SELECTED TEXT
------------------------------------------------

Week of September 2nd, 2024
9.6.24
Little Free Library has produced an interactive map in collaboration with the American Library Association and PEN America in response to the nationwide surge in efforts to ban books from public and school libraries, Publishers Weekly reports. The map includes two main features: highlights, indicating where book bans are in effect at the state and county levels, and pinpoints, indicating the locations of Little Free Library’s book-sharing containers. The purpose of the initiative is to raise awareness about book banning and to leverage little free libraries to help distribute restricted books.
9.6.24
The National Book Foundation will present the 2024 Medal for Distinguished Contribution to American Letters (DCAL) to Barbara Kingsolver at the 75th National Book Awards ceremony on November 20. Author of fiction, nonfiction, poetry, investigative journalism, and science writing, Kingsolver has been honored by the American Booksellers Association, the American Library Association, the James Beard Foundation, and the PEN/Faulkner Foundation, among others. Her most recent novel, Demon Copperhead, won the 2023 Pulitzer Prize for Fiction.

------------------------------------------------

GOALS
1. For the book news roundup, state whether each statement agrees with it, answering yes or no and quoting the exact words that decide it. (a) The interactive map was produced together with the American Library Association and PEN America. (b) The 2024 DCAL medal will be presented on November 20. (c) Demon Copperhead won the 2023 National Book Award for Fiction.
2. Revise the passage of the book news roundup starting with "Week of September" and going on through "distribute restricted books.", putting "online map" in place of "interactive map".
The material after this point comes from a different source than the book news roundup.

PROVIDED DATA
------------------------------------------------

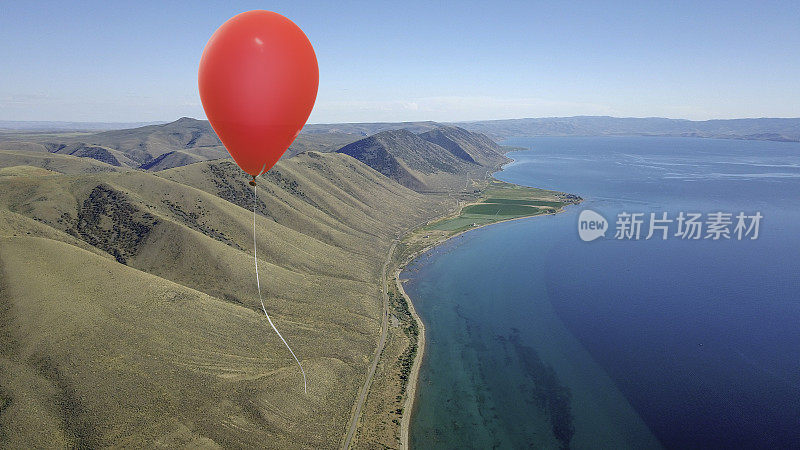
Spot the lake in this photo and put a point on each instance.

------------------------------------------------

SOLUTIONS TO THE EXERCISE
1.
(a) Yes: "in collaboration with the American Library Association and PEN America"
(b) Yes: "at the 75th National Book Awards ceremony on November 20"
(c) No: "won the 2023 Pulitzer Prize for Fiction"

2.
Week of September 2nd, 2024
9.6.24
Little Free Library has produced an online map in collaboration with the American Library Association and PEN America in response to the nationwide surge in efforts to ban books from public and school libraries, Publishers Weekly reports. The map includes two main features: highlights, indicating where book bans are in effect at the state and county levels, and pinpoints, indicating the locations of Little Free Library’s book-sharing containers. The purpose of the initiative is to raise awareness about book banning and to leverage little free libraries to help distribute restricted books.